• **PAGE EXCERPT**:
* Begin *
Studio album by Harold Mabern
- Released: 1998
- Recorded: August 20–21, 1996
- Studio: Avatar, New York City
- Genre: Jazz
- Label: DIW
- Producer: James Williams, Kazunori Sugiyama

= Mabern's Grooveyard =

Mabern's Grooveyard is an album by pianist Harold Mabern. It was recorded in 1996 and released by DIW Records two years later.

==Recording and music==
The album was recorded on August 20 and 21, 1996, at Avatar Studios in New York. It was produced by James Williams and Kazunori Sugiyama. The personnel are Harold Mabern (piano), Christian McBride (bass), and Tony Reedus (drums).

The material is "a set of off-the-beaten track tunes", plus "AON", an original. The first three tracks "progress in tempo and feeling from medium groove to hurtling groove". Mabern plays "Jeanine" "with pulsing, light-fingered percussiveness, from the treble repeat in the head through a riff-laden and unusually fitting fade-out". "East of the Sun" has a bossa nova arrangement.
* End *
• **SET PROBLEM 1**:
Identify each line of the listing that contains the string "white", and reproduce every such line in full.
The article on Mabern's Grooveyard and the listing bear no relation to one another.

• **ROWS**:
* Begin *
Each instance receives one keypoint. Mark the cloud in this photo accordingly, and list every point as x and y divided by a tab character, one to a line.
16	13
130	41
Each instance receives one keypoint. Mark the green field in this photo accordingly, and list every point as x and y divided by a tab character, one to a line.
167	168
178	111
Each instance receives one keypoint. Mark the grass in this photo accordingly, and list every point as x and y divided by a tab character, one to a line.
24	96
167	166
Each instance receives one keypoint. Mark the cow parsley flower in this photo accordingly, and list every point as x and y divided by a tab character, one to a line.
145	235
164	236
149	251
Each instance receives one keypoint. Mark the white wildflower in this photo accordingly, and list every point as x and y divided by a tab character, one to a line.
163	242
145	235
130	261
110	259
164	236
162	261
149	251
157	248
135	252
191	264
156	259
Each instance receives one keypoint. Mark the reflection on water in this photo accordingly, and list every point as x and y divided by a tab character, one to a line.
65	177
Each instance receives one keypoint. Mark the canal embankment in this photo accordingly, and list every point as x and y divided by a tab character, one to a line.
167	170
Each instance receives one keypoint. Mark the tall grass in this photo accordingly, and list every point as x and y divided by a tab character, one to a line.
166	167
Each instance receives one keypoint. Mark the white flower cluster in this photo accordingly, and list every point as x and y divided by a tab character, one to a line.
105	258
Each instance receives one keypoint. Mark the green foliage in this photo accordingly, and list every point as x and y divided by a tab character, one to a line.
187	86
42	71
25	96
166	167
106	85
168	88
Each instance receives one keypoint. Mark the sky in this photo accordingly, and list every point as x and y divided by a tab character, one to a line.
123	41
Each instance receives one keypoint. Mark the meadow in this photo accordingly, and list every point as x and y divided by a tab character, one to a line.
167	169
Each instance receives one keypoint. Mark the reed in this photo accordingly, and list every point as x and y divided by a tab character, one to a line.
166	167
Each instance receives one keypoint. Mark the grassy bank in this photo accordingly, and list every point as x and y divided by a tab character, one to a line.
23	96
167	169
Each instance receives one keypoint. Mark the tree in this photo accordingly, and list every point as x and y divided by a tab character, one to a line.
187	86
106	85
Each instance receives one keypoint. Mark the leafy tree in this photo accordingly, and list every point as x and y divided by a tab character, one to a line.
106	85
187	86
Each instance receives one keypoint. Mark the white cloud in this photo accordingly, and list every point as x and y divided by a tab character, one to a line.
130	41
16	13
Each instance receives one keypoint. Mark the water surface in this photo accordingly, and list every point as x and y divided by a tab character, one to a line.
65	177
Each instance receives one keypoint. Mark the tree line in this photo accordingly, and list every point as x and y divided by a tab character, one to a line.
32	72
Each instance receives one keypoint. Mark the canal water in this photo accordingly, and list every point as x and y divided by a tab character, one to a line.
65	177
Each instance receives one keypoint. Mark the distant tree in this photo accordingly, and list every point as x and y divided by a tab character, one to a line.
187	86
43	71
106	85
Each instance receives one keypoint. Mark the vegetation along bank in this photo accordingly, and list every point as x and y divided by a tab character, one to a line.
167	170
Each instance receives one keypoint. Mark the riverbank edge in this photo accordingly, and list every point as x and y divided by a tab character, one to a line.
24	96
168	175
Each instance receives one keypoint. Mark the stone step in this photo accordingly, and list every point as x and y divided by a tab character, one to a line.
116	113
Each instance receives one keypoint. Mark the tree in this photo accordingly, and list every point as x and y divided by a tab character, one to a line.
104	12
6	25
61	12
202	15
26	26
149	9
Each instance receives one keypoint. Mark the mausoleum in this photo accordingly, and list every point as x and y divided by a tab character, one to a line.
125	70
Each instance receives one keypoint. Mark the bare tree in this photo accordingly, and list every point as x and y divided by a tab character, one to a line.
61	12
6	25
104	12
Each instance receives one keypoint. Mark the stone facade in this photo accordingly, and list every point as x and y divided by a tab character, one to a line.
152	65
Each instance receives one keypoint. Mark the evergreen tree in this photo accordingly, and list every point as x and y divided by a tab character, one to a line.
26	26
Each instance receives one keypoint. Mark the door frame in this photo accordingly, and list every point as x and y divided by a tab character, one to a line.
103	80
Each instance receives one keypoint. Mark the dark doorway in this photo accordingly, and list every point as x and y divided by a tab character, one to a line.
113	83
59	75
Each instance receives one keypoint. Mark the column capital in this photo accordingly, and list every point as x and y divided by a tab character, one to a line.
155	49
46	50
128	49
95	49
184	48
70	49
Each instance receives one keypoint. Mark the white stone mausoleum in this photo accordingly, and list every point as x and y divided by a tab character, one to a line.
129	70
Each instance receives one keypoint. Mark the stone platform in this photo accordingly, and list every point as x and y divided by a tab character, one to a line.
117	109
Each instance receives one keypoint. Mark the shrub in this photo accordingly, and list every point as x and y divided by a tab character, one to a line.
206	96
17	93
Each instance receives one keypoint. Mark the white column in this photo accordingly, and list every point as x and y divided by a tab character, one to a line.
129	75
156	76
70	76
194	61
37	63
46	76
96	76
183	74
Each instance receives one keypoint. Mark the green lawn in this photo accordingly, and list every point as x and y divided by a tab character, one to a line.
* End *
• **SET PROBLEM 2**:
Write a continuation of the article on Mabern's Grooveyard, picking up immediately after its final sentence.

• **WRITTEN ANSWER 1**:
Each instance receives one keypoint. Mark the white wildflower in this photo accordingly, and list every point as x and y divided by a tab character, one to a line.
Each instance receives one keypoint. Mark the white flower cluster in this photo accordingly, and list every point as x and y divided by a tab character, one to a line.
Each instance receives one keypoint. Mark the white cloud in this photo accordingly, and list every point as x and y divided by a tab character, one to a line.
Each instance receives one keypoint. Mark the white stone mausoleum in this photo accordingly, and list every point as x and y divided by a tab character, one to a line.
Each instance receives one keypoint. Mark the white column in this photo accordingly, and list every point as x and y divided by a tab character, one to a line.

• **WRITTEN ANSWER 2**:
==Release and reception==

Mabern's Grooveyard was released by DIW Records in 1998. In that year, critic Gary Giddins wrote of Mabern's album that it was "perhaps his most satisfying to date".

Professional ratings
Review scores
| Source | Rating |
| The Penguin Guide to Jazz | Star |

==Track listing==
1. "Grooveyard"
2. "Ladybird"
3. "Jeanine"
4. "A Hundred Years from Today"
5. "Minority"
6. "After Hours"
7. "East of the Sun"
8. "AON"
9. "Bubbles, Bangles & Beads"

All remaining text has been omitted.